§ **Written instruction A**
In the reflection on viewing Earth from space, how many days did the writer spend observing the planet from space?

§ **Text segment**
——

My quiet epiphany took place as I floated in space far removed from the sounds, smells and tastes of Earth, touched only by the clothes on my body. My first view of the planet was, not surprisingly, over water, the sunlight reflecting from the glistening blue sheet of the Pacific Ocean, though I couldn’t hear the surf or taste the salt in the air. The light was piercing in its clarity with no atmosphere to soften the sun’s rays. The earth’s blue sky had been replaced by black, bordered by a thin band of fuzzy bright blue around the edge of the planet itself.

After observing the planet for eight days from space, I have a deeper interest and respect for the forces that shape our world. Each particle of soil, each plant and animal is special. I also marvel at the creativity and ingenuity of our own species, but wonder why we all cannot see that we create our future each day, and that our local actions affect the global community, today as well as for generations to come.

From space, to see the planet without humans certainly can be disconcerting. But we must come back to Earth changed, for only when we are on its surface can we see precious plants, trusting animals, and delicate butterflies. Humans should show their respect and admiration rather than bring destruction and extinction. Because we have developed frightening technologies and evolved quickly into a resource-depleting species, we have the ultimate responsibility of protecting others from ourselves.

We must understand that, though an integral part of the environment, we are observers and change-agents. We can induce and produce change in the environment, positively or negatively. Our beliefs, reasoning and wisdom are based on science and religious, spiritual, or moral philosophies. Humans attempting to hold the environment in a steady state may withdraw the opportunity for natural evolution. We can, however, try to protect other life forms from the superforce of our technology, and the challenges of human population including pressure on these preserved environments.

——

§ **The input**
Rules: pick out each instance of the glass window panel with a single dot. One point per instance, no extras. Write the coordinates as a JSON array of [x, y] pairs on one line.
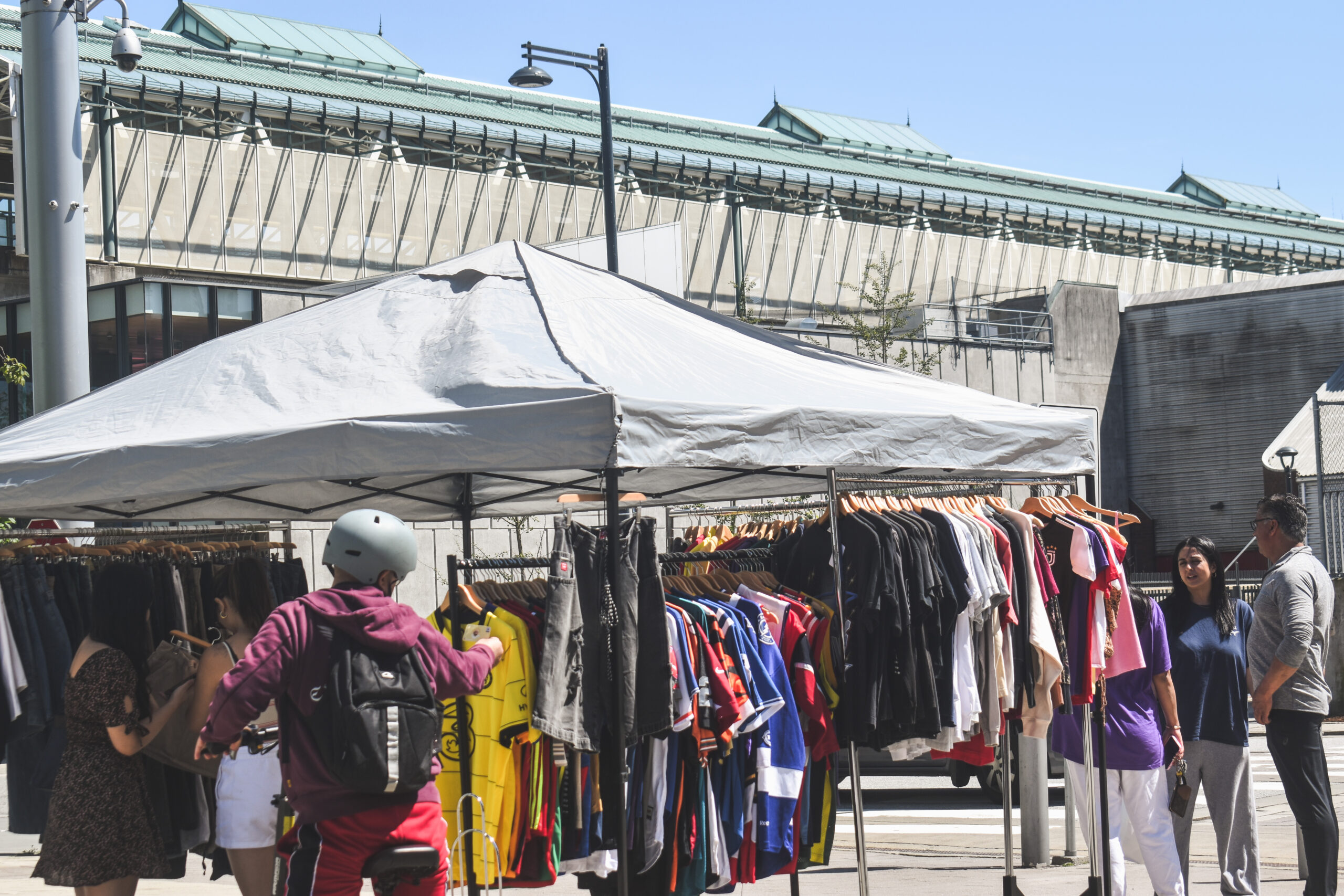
[[234, 304], [236, 309], [190, 316], [23, 351], [102, 338], [102, 305], [144, 324], [190, 301]]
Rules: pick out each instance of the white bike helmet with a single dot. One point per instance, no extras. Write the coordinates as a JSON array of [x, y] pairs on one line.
[[368, 542]]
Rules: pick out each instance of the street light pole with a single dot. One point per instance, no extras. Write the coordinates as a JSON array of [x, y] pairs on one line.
[[604, 99], [53, 157], [531, 76], [53, 181]]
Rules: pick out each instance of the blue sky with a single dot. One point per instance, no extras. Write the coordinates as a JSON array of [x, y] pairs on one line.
[[1120, 93]]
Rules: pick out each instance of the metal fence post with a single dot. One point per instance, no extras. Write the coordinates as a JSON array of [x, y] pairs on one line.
[[1320, 483]]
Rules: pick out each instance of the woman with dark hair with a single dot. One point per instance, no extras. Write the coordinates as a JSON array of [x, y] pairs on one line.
[[245, 820], [1206, 632], [100, 833]]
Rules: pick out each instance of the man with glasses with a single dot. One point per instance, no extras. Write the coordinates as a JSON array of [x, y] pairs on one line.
[[1287, 672]]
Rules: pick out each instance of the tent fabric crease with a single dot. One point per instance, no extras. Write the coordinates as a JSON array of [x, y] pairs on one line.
[[533, 373]]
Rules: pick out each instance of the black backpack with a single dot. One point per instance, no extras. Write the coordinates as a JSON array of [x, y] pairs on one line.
[[375, 722]]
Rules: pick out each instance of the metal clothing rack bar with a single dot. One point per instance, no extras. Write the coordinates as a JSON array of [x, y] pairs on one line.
[[855, 786], [142, 531], [748, 508], [698, 556]]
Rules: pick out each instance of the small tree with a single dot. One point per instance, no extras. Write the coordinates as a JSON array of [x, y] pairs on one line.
[[893, 313], [13, 370]]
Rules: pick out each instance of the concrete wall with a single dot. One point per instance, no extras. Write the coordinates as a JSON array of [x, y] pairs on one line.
[[1088, 373], [1335, 656], [428, 586], [1210, 382]]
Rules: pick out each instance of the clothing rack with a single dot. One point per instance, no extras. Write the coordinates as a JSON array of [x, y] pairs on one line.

——

§ **Written instruction B**
Rewrite the records from the line containing "Rules: pick out each instance of the tent" through the end of the records, keeping the requests, and multiply every coordinate in the answers by 0.25, rounding to whole numbers with halves going up. Output only that stretch.

§ **Finished answer A**
Eight days.

§ **Finished answer B**
Rules: pick out each instance of the tent fabric crease with a single dot. One point per instance, no extras. Write the coordinates as a JSON array of [x, y] pairs on one line.
[[133, 93]]
Rules: pick out each instance of the black backpack with a single dot. One point per instance, no extras. Write the coordinates as a JSON array of [x, y] pairs on one line.
[[94, 181]]
Rules: pick out each instance of the metal clothing rack bar with a single dot. One point per instance, no extras. Write the coordinates as a JSON array of [x, y] pairs on one line.
[[214, 197], [36, 133], [187, 127], [175, 139]]
Rules: pick out each instance of the small tree with a single dot. One point per instance, no extras. Write the coordinates as a JSON array of [x, y] pairs on one line.
[[223, 78], [3, 93]]
Rules: pick out each instance of the concrete wall with a single dot. One point per instance, no extras. Write the coordinates as a JSON array of [x, y] pairs on one line.
[[272, 93], [334, 164], [107, 147], [303, 96]]
Rules: pick out each instance of the clothing rack with a single dot. One point per instance, no extras. Write the coordinates as a JSON array of [x, y] pairs on one line.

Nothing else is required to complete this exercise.